Query Performance Tuning

In this section, we describe how you can tune your Citus cluster to get maximum performance. We begin by explaining how choosing the right distribution column affects performance. We then describe how you can first tune your database for high performance on one PostgreSQL server and then scale it out across all the CPUs in the cluster. In this section, we also discuss several performance related configuration parameters wherever relevant.

Table Distribution and Shards

The first step while creating a distributed table is choosing the right distribution column. This helps Citus push down several operations directly to the worker shards and prune away unrelated shards which lead to significant query speedups.

Typically, you should pick that column as the distribution column which is the most commonly used join key or on which most queries have filters. For filters, Citus uses the distribution column ranges to prune away unrelated shards, ensuring that the query hits only those shards which overlap with the WHERE clause ranges. For joins, if the join key is the same as the distribution column, then Citus executes the join only between those shards which have matching / overlapping distribution column ranges. All these shard joins can be executed in parallel on the workers and hence are more efficient.

# # # #

> **Given task 1**
From the listing below, extract every line that contains the string "stone".

# # # #

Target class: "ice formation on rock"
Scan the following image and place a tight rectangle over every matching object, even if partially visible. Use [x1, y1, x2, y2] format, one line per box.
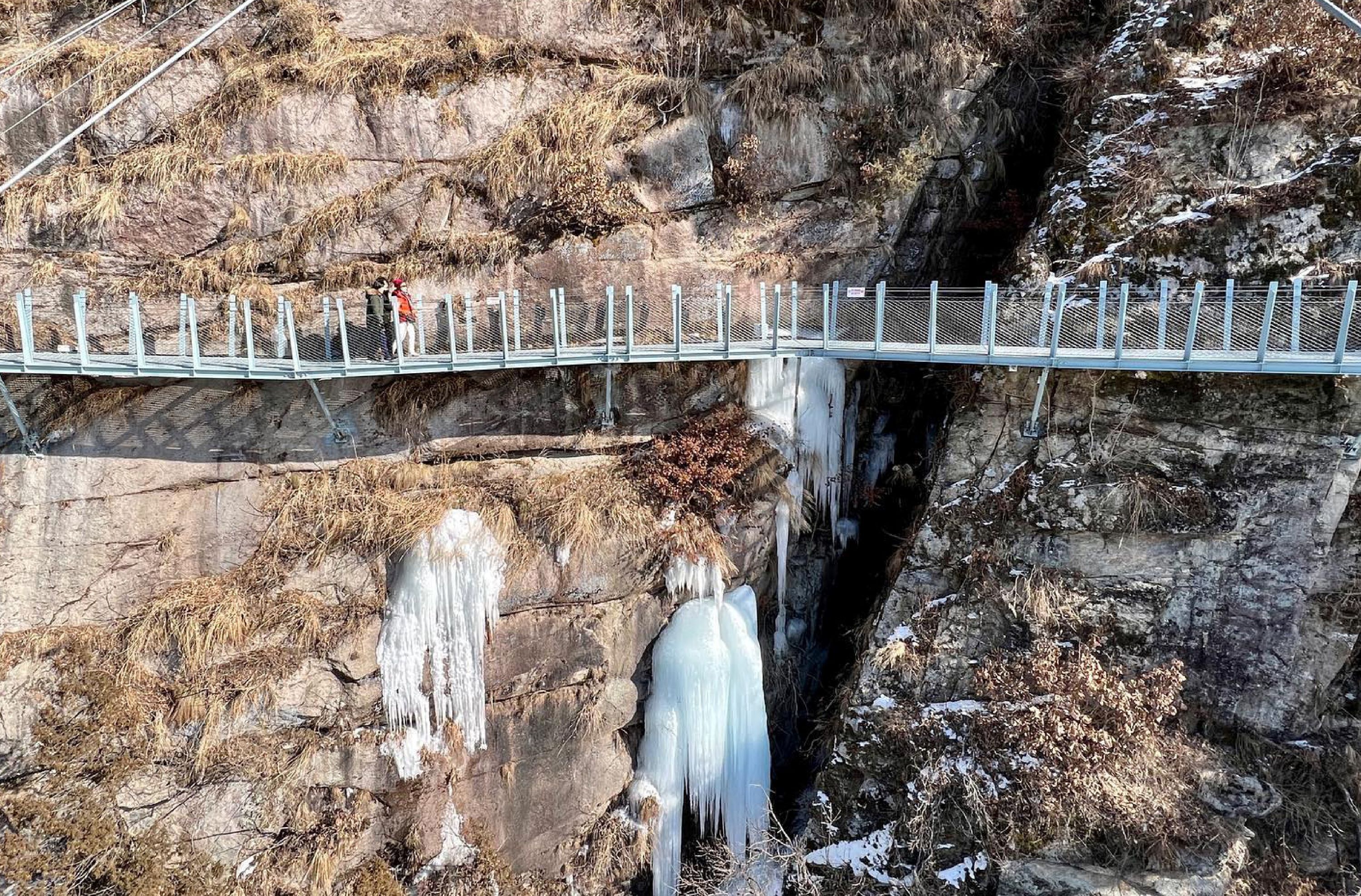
[774, 467, 803, 655]
[746, 358, 800, 440]
[798, 358, 847, 527]
[630, 586, 770, 896]
[856, 414, 898, 500]
[378, 510, 505, 778]
[664, 555, 724, 601]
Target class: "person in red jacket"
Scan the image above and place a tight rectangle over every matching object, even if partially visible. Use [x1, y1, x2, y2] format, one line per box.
[392, 278, 416, 358]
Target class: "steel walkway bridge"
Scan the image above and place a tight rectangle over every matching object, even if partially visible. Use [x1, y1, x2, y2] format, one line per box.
[8, 280, 1361, 443]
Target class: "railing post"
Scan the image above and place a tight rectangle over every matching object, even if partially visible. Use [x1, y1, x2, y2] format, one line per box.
[927, 280, 940, 355]
[671, 283, 686, 355]
[1158, 279, 1168, 351]
[128, 292, 147, 373]
[283, 302, 302, 374]
[979, 280, 992, 355]
[548, 288, 562, 358]
[19, 288, 38, 362]
[241, 298, 255, 371]
[14, 291, 32, 365]
[336, 295, 350, 370]
[713, 280, 723, 344]
[723, 283, 732, 355]
[1224, 278, 1233, 351]
[1097, 280, 1106, 352]
[444, 292, 459, 369]
[75, 290, 90, 371]
[1290, 278, 1304, 352]
[227, 292, 237, 358]
[1049, 283, 1068, 365]
[604, 286, 614, 356]
[463, 292, 472, 355]
[832, 280, 841, 339]
[770, 283, 784, 352]
[321, 295, 331, 360]
[623, 284, 633, 358]
[274, 295, 287, 360]
[1034, 278, 1053, 348]
[1181, 280, 1204, 365]
[497, 290, 510, 366]
[1258, 280, 1279, 365]
[822, 283, 832, 351]
[874, 280, 889, 352]
[415, 292, 425, 355]
[759, 280, 770, 340]
[1115, 282, 1130, 367]
[188, 295, 199, 370]
[1332, 280, 1357, 365]
[558, 287, 570, 348]
[983, 280, 998, 360]
[178, 292, 189, 358]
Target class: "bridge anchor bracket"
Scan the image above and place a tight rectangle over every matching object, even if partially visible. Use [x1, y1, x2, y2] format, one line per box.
[0, 378, 42, 457]
[596, 365, 617, 430]
[1021, 367, 1049, 439]
[308, 380, 350, 445]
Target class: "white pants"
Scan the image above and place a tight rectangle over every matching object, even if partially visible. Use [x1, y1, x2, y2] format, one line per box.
[392, 321, 416, 358]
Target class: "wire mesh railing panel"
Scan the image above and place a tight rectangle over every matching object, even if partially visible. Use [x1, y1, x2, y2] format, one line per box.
[633, 290, 675, 347]
[562, 294, 606, 348]
[731, 287, 770, 343]
[1047, 294, 1111, 351]
[1300, 297, 1342, 352]
[1121, 304, 1160, 352]
[520, 292, 558, 351]
[883, 299, 931, 346]
[991, 298, 1044, 348]
[834, 299, 875, 343]
[936, 299, 983, 346]
[80, 297, 132, 355]
[680, 286, 723, 346]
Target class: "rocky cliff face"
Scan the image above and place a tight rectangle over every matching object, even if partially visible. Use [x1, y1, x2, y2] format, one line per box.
[814, 374, 1358, 895]
[0, 366, 789, 892]
[0, 0, 1086, 301]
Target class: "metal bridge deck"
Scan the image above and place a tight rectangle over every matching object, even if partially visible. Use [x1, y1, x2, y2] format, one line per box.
[0, 282, 1361, 380]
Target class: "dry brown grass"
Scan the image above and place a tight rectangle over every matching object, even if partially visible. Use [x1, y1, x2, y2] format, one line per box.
[22, 377, 157, 442]
[728, 45, 827, 121]
[464, 88, 653, 207]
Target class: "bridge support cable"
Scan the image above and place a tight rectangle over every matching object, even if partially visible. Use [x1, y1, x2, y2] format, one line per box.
[0, 0, 199, 137]
[308, 380, 350, 445]
[1021, 367, 1052, 439]
[1313, 0, 1361, 34]
[0, 377, 42, 455]
[0, 0, 256, 195]
[0, 0, 137, 86]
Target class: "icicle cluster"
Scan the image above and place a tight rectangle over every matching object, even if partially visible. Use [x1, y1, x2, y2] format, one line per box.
[798, 358, 847, 529]
[664, 555, 723, 601]
[378, 510, 505, 778]
[630, 586, 770, 896]
[774, 467, 803, 655]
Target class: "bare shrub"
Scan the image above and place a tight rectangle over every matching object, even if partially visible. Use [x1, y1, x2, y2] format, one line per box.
[627, 407, 768, 514]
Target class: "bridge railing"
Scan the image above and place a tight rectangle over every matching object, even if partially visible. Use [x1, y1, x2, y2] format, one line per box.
[8, 280, 1361, 378]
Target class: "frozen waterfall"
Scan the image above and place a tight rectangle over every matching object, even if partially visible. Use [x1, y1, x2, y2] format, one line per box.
[378, 510, 505, 778]
[630, 584, 770, 896]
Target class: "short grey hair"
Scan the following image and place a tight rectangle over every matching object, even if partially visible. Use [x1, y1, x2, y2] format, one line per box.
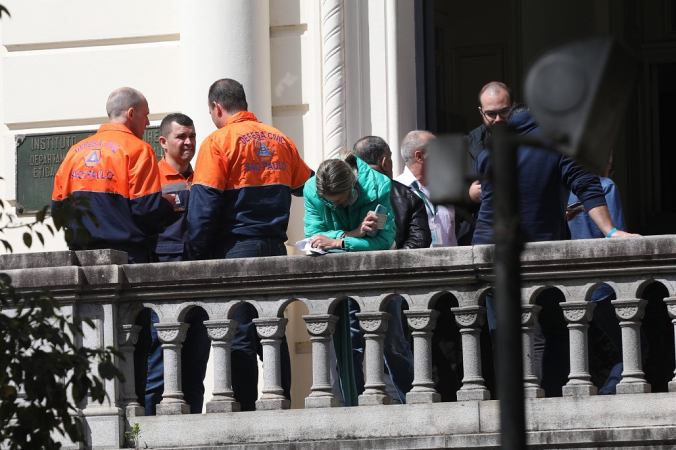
[401, 130, 433, 166]
[316, 159, 357, 196]
[106, 87, 146, 119]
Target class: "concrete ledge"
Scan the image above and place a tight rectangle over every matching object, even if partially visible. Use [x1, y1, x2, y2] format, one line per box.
[132, 394, 676, 450]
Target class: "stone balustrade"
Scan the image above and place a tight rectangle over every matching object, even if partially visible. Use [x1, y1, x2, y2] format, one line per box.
[0, 236, 676, 449]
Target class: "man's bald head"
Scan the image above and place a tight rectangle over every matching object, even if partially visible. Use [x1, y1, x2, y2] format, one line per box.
[106, 87, 146, 120]
[106, 87, 150, 139]
[479, 81, 513, 129]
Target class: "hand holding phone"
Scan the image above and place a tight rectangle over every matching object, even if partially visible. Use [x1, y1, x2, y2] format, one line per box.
[366, 205, 387, 237]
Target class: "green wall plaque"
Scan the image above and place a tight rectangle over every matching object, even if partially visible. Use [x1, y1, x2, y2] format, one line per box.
[16, 127, 164, 214]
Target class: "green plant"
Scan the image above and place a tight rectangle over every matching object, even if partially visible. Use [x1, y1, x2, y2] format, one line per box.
[0, 185, 119, 450]
[124, 422, 141, 450]
[0, 274, 124, 450]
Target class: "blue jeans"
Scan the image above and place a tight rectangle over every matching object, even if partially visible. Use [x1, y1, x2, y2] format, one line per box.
[214, 239, 291, 411]
[145, 308, 211, 416]
[486, 289, 570, 397]
[347, 296, 413, 403]
[591, 284, 649, 395]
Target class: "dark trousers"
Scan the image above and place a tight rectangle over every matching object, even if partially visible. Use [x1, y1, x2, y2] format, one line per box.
[212, 239, 291, 411]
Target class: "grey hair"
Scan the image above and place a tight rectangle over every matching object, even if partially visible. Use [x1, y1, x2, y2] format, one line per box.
[401, 130, 432, 166]
[479, 81, 514, 106]
[316, 159, 357, 196]
[106, 87, 146, 119]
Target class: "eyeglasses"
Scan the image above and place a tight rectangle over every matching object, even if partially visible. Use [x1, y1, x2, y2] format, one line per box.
[481, 108, 510, 120]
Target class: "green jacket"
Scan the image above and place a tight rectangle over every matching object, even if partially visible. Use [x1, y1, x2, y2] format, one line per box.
[303, 157, 397, 252]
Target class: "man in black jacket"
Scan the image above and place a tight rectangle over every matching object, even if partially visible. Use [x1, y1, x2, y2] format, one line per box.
[353, 136, 432, 403]
[353, 136, 432, 249]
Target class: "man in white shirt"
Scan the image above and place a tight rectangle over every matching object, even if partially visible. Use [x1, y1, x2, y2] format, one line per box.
[395, 130, 458, 247]
[395, 130, 462, 402]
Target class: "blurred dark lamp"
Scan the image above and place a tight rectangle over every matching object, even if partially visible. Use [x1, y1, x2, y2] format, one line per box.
[425, 134, 469, 205]
[524, 36, 637, 174]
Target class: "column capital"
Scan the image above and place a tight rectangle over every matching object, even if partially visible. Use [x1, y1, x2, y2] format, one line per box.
[253, 317, 289, 339]
[155, 322, 190, 344]
[204, 319, 237, 341]
[451, 305, 486, 328]
[404, 309, 440, 331]
[117, 324, 141, 347]
[610, 298, 648, 321]
[521, 305, 542, 326]
[664, 297, 676, 319]
[356, 311, 392, 333]
[561, 302, 596, 324]
[303, 314, 338, 336]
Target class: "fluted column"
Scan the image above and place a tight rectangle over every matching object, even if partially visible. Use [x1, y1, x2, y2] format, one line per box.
[254, 317, 291, 410]
[204, 320, 240, 413]
[321, 0, 347, 159]
[521, 305, 545, 398]
[182, 0, 272, 149]
[404, 309, 441, 403]
[611, 298, 650, 394]
[303, 314, 338, 408]
[357, 312, 392, 406]
[664, 297, 676, 392]
[155, 322, 190, 416]
[451, 306, 491, 401]
[561, 302, 599, 396]
[117, 324, 146, 417]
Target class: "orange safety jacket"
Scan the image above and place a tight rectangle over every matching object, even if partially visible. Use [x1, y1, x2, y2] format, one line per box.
[188, 111, 312, 259]
[52, 123, 171, 252]
[157, 156, 193, 255]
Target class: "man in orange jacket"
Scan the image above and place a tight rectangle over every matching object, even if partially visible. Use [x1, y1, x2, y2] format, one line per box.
[188, 78, 312, 411]
[52, 87, 171, 263]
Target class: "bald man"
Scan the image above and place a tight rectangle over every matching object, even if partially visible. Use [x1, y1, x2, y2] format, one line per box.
[52, 87, 172, 263]
[457, 81, 514, 245]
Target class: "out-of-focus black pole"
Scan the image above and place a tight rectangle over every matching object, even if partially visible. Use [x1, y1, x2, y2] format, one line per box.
[491, 125, 526, 450]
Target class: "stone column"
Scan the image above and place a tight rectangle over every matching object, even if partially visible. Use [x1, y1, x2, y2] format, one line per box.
[321, 0, 347, 159]
[357, 311, 392, 406]
[404, 309, 441, 403]
[451, 306, 491, 401]
[117, 324, 146, 417]
[664, 297, 676, 392]
[561, 302, 599, 397]
[303, 314, 338, 408]
[182, 0, 272, 144]
[521, 305, 545, 398]
[611, 298, 650, 394]
[155, 322, 190, 416]
[204, 319, 240, 413]
[254, 317, 291, 410]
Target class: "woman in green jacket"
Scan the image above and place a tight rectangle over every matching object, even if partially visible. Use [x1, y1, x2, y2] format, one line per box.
[303, 155, 396, 252]
[303, 155, 396, 406]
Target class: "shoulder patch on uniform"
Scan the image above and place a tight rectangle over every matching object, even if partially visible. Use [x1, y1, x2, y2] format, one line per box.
[256, 141, 275, 162]
[84, 148, 101, 167]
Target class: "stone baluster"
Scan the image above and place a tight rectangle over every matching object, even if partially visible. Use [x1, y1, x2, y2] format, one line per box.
[254, 317, 291, 410]
[204, 319, 241, 413]
[155, 322, 190, 416]
[521, 305, 545, 398]
[357, 311, 392, 406]
[303, 314, 338, 408]
[664, 297, 676, 392]
[117, 324, 146, 417]
[561, 302, 599, 396]
[611, 298, 650, 394]
[404, 309, 441, 404]
[451, 306, 491, 401]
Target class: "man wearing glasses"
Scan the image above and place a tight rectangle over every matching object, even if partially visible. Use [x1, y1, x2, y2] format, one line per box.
[457, 81, 514, 245]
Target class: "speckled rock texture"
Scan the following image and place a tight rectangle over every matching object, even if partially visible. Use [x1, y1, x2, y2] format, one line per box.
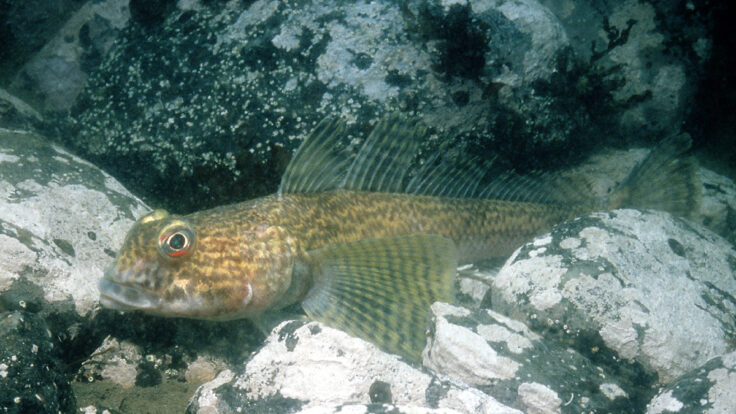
[0, 311, 75, 413]
[646, 352, 736, 414]
[51, 0, 707, 212]
[0, 129, 147, 316]
[10, 0, 130, 112]
[540, 0, 711, 137]
[424, 303, 646, 413]
[189, 321, 521, 414]
[487, 210, 736, 384]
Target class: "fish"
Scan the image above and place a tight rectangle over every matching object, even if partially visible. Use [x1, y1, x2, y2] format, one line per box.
[99, 116, 701, 362]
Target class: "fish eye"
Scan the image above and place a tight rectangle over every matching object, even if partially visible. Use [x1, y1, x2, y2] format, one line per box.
[158, 222, 195, 258]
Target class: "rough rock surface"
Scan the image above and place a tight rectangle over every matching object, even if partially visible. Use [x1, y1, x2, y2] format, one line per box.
[189, 321, 520, 414]
[487, 210, 736, 384]
[424, 303, 646, 413]
[0, 311, 75, 413]
[540, 0, 711, 137]
[11, 0, 130, 112]
[646, 352, 736, 414]
[0, 129, 147, 316]
[51, 0, 708, 212]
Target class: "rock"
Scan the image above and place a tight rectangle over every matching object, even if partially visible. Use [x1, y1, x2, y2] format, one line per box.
[646, 352, 736, 414]
[424, 303, 648, 413]
[77, 337, 143, 389]
[540, 0, 711, 139]
[0, 311, 76, 413]
[51, 0, 691, 213]
[0, 125, 148, 318]
[0, 0, 85, 85]
[11, 0, 130, 112]
[189, 321, 520, 413]
[486, 210, 736, 384]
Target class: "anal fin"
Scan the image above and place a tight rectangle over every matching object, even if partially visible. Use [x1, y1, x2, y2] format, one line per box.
[302, 235, 457, 362]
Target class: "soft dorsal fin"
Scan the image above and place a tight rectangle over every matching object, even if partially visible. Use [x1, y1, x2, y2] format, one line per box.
[279, 116, 586, 203]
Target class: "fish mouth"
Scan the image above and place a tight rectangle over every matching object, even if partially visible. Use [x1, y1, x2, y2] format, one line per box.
[98, 269, 161, 311]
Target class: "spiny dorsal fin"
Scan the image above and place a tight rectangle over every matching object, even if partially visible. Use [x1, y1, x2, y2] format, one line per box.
[342, 116, 426, 193]
[279, 118, 350, 194]
[302, 235, 457, 362]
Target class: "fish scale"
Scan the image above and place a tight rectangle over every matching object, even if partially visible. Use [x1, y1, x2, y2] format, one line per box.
[100, 117, 700, 362]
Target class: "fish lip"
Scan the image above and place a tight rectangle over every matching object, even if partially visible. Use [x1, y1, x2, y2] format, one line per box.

# # # #

> **Given task 2**
Name each topic that the opening paragraph of the Citus query tuning text says the section will cover.

> **Task output 1**
Target class: "stone balustrade"
Target class: "stone column"
Target class: "stone baluster"

> **Task output 2**
- How choosing the right distribution column affects performance
- How to tune the database for high performance on one PostgreSQL server
- How to then scale it out across all the CPUs in the cluster
- Several performance-related configuration parameters, wherever relevant